-- Start SUPPLIED DATA --

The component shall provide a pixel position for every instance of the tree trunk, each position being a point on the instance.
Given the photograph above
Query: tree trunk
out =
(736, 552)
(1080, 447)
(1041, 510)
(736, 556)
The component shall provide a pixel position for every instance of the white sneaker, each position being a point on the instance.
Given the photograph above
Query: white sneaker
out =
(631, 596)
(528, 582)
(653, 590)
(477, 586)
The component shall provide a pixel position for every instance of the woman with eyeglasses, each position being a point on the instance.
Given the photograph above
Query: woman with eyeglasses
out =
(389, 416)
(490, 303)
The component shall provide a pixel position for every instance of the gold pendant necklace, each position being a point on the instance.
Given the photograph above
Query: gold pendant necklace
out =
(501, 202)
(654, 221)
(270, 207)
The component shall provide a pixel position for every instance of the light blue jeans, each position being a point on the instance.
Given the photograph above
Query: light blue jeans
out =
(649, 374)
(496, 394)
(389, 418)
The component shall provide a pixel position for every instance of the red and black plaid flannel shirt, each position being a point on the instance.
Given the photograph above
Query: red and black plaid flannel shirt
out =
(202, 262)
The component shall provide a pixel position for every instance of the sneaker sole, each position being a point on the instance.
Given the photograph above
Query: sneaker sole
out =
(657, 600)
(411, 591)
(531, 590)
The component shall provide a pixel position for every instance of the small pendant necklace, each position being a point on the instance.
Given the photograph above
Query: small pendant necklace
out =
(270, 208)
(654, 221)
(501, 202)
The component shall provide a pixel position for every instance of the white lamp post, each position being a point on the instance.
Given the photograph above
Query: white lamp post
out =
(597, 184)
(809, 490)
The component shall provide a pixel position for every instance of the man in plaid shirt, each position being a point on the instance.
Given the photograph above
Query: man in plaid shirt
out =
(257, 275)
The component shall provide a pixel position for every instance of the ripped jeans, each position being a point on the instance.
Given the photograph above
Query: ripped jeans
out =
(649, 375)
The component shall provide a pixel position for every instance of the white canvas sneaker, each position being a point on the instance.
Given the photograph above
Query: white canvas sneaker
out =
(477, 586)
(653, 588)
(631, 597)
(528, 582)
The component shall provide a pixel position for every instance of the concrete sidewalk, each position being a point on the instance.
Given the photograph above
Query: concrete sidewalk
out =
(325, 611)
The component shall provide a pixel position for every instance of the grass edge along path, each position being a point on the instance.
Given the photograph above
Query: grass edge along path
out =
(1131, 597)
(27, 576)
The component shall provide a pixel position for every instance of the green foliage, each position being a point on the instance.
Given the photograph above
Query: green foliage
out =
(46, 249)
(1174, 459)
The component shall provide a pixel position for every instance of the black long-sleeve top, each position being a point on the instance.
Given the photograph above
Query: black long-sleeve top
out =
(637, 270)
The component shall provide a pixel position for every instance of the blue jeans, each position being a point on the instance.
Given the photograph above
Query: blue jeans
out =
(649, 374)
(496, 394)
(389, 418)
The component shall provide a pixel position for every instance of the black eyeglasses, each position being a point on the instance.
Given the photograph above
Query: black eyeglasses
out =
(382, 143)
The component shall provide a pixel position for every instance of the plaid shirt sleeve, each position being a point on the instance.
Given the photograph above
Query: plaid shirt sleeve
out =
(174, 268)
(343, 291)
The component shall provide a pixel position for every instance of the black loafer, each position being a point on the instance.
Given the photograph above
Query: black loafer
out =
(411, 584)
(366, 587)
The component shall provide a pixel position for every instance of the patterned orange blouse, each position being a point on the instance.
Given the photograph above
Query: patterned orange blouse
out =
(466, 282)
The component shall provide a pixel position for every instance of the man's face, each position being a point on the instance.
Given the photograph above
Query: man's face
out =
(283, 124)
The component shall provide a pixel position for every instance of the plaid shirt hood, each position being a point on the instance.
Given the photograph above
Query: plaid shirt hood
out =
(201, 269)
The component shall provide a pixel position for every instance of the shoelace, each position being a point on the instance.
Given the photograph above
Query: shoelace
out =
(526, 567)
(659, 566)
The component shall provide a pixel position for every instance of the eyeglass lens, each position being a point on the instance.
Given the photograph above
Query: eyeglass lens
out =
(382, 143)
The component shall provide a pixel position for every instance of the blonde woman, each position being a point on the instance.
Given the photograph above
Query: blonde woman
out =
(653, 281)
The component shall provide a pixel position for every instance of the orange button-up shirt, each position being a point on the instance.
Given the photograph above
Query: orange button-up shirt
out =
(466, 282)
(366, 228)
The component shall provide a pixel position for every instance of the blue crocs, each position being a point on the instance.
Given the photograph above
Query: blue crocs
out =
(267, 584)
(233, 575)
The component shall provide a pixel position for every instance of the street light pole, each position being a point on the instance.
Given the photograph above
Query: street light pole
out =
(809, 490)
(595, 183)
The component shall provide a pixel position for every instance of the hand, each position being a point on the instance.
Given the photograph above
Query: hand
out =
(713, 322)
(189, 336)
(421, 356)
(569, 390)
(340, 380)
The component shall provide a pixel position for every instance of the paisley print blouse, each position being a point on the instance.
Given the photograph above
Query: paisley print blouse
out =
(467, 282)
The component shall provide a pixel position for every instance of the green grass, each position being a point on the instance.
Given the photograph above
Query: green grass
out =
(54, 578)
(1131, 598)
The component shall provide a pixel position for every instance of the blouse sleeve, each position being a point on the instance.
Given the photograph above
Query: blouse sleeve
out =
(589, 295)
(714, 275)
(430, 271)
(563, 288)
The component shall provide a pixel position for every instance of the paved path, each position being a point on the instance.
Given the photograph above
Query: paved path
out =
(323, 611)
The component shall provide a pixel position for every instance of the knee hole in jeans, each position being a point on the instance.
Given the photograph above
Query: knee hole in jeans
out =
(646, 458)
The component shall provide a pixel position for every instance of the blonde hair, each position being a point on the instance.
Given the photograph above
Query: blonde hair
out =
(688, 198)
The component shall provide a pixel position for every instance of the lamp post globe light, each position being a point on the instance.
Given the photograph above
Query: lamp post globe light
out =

-- End SUPPLIED DATA --

WHAT IS ASKED:
Render every line of the items above as one numbered list, one line per entry, with blank lines omitted.

FINAL RESULT:
1. The component shall provide a pixel position for every instance of the tree trunk, each position being a point on the instance.
2. Given the photograph above
3. Query: tree trunk
4. out =
5. (736, 552)
6. (1080, 447)
7. (1041, 510)
8. (736, 556)
9. The component shall provide a pixel position for every instance of the white sneaker, each position being a point on the instance.
10. Given the photograph above
11. Query: white sneaker
12. out =
13. (631, 596)
14. (528, 582)
15. (653, 590)
16. (477, 586)
17. The component shall provide a pixel position for every instance of the woman with eyeglasses, each position being a point on the instance.
18. Given the photograph above
19. Query: woman with eyeglasses
20. out =
21. (389, 416)
22. (490, 303)
23. The component shall provide a pixel position for every instance of the gold pendant necklace, each position being a point on the instance.
24. Given the photograph above
25. Query: gold pendant necklace
26. out =
27. (501, 202)
28. (654, 221)
29. (270, 207)
30. The component shall provide a pixel position for every instance of the light blue jeans, each position being a point on the instance.
31. Given the photograph above
32. Query: light blue jeans
33. out =
34. (649, 374)
35. (496, 394)
36. (389, 418)
37. The component shall provide a pixel position for every instance of the red and black plaid flannel shirt, each position being a point on the instance.
38. Given the photograph above
39. Query: red and black plaid flannel shirt
40. out =
41. (202, 262)
42. The component shall provide a pixel position for every instance of the sneaker sole, each position being a point on the instance.
43. Given the photograph above
44. Query: sneaker sole
45. out =
46. (657, 600)
47. (411, 591)
48. (531, 590)
49. The component shall provide a pixel position for every instance of the small pendant necklace, each position being a point on the instance.
50. Given the photograph above
51. Query: small pendant necklace
52. out =
53. (270, 208)
54. (654, 221)
55. (501, 202)
56. The component shall provide a pixel position for every instance of the white lamp post, each position being a point on the instance.
57. Given the photograph above
58. Query: white lamp post
59. out =
60. (597, 184)
61. (809, 490)
62. The component shall provide a pixel position for every instance of the man in plaid shirt, each position being a point on the instance.
63. Given the photograph above
64. Query: man in plaid shirt
65. out =
66. (257, 275)
67. The component shall provide a pixel position for every instance of the ripped jeans, each position being a point on the instance.
68. Given the photograph above
69. Query: ripped jeans
70. out =
71. (649, 375)
72. The component shall provide a pixel position for every instance of the white canvas sneaker, each position being a point on the instance.
73. Given the photograph above
74. Query: white canvas sneaker
75. out =
76. (477, 586)
77. (653, 588)
78. (631, 597)
79. (528, 582)
80. The component shall provide a pixel position for every instance of the concrete sidewalk, each position being a point on the instance.
81. Given the photograph above
82. Query: concrete sidewalk
83. out =
84. (325, 611)
85. The component shall provide a pixel position for every instance of the grass edge along path, each position being a point on the instance.
86. Given the photograph above
87. Query: grass edge along path
88. out =
89. (1131, 597)
90. (27, 576)
91. The component shall provide a pixel position for every instance of the green foliage, each position being a point on the instance.
92. Given the photograph above
93. Query: green foliage
94. out =
95. (46, 249)
96. (1174, 459)
97. The component shall provide a pixel position for every instance of the black long-sleeve top, each position being a point on the instance.
98. Given the photograph above
99. Query: black long-sleeve top
100. out =
101. (637, 270)
102. The component shall provide a pixel position for every instance of the blue jeans, each position being a point on the instance.
103. Given the photograph above
104. Query: blue jeans
105. out =
106. (649, 374)
107. (496, 394)
108. (389, 418)
109. The component shall provide a pixel position for every instance of the black eyeglasses, each position being a point on the instance.
110. Given the photograph above
111. Query: black eyeglasses
112. out =
113. (382, 143)
114. The component shall provide a pixel position for every instance of the plaid shirt sleeve, each position being a point on the instance.
115. Given the photograph above
116. Query: plaid shirt sleeve
117. out =
118. (174, 268)
119. (343, 291)
120. The component shall provide a pixel position for every instance of the black loafer, each position being a point on the instance.
121. Given the photograph above
122. Query: black loafer
123. out =
124. (411, 584)
125. (366, 587)
126. The component shall provide a pixel position for every instance of the patterned orange blouse, each position being a point on the instance.
127. Given the photograph above
128. Query: patterned orange blouse
129. out =
130. (466, 282)
131. The component shall provide a pixel position for every instance of the man's face, each position being a point on the instance.
132. Given the photograph above
133. Query: man's face
134. out =
135. (283, 124)
136. The component shall provide a pixel position for every instance of the plaid shirt hood, each position being a point on the instance.
137. Given the photograph above
138. Query: plaid shirt hood
139. out =
140. (201, 269)
141. The component shall provide a pixel position for every instance of the shoelace, each position being a point on the instance.
142. Given the photograph above
143. Query: shoelace
144. out =
145. (526, 567)
146. (659, 566)
147. The component shall provide a pixel position for every instance of the eyeglass lens, each position being a point on the instance.
148. Given the photograph above
149. Query: eyeglass lens
150. out =
151. (382, 143)
152. The component shall provide a pixel position for every instance of the blonde woman, each position being a point on the instance.
153. Given the photograph above
154. Query: blonde woman
155. out =
156. (653, 281)
157. The component shall provide a pixel position for every instance of the orange button-up shirt, each position being a point on the instance.
158. Given the photograph above
159. Query: orange button-up shirt
160. out =
161. (466, 282)
162. (366, 228)
163. The component shall provide a pixel position for every instance of the blue crocs, each position being a point on the instance.
164. Given the photograph above
165. Query: blue crocs
166. out =
167. (267, 584)
168. (233, 575)
169. The component shall provide a pixel position for every instance of the street light pole, each position being a point on the instance.
170. Given the photograph above
171. Query: street light pole
172. out =
173. (809, 490)
174. (595, 183)
175. The component shall provide a pixel position for every instance of the hand, each position being a point on the instance.
176. Given the photograph above
177. Query: hand
178. out =
179. (713, 322)
180. (189, 336)
181. (421, 356)
182. (569, 390)
183. (340, 380)
184. The component shall provide a pixel position for every instance of the paisley print blouse, each position being a point on the instance.
185. Given the photograph above
186. Query: paisley print blouse
187. out =
188. (467, 282)
189. The component shall provide a pixel position for every instance of the green grass, each position being a point on the instance.
190. Given the photograph above
191. Query: green grass
192. out =
193. (54, 578)
194. (1131, 598)
195. The component shall provide a pixel position for every instance of the blouse sleeve, each position being a point on the instance.
196. Given the photograph above
197. Query: blouse sleeve
198. out =
199. (589, 295)
200. (714, 275)
201. (430, 271)
202. (563, 288)
203. The component shall provide a pixel position for every instance of the paved path, each position being a point on the instance.
204. Given the photograph above
205. Query: paved path
206. out =
207. (323, 611)
208. The component shall provide a pixel position for every instance of the knee hole in jeans, each position being a point on the instance.
209. Given the photograph above
210. Query: knee hole in jeans
211. out =
212. (646, 458)
213. The component shall provide a pixel position for every instance of the blonde hair, each position being a point on the instance.
214. Given the photograph above
215. Query: blonde hair
216. out =
217. (688, 198)
218. The component shall provide a pixel position for every instance of the lamp post globe light, each position being a point on the instance.
219. Given the photograph above
220. Query: lamp post globe light
221. out =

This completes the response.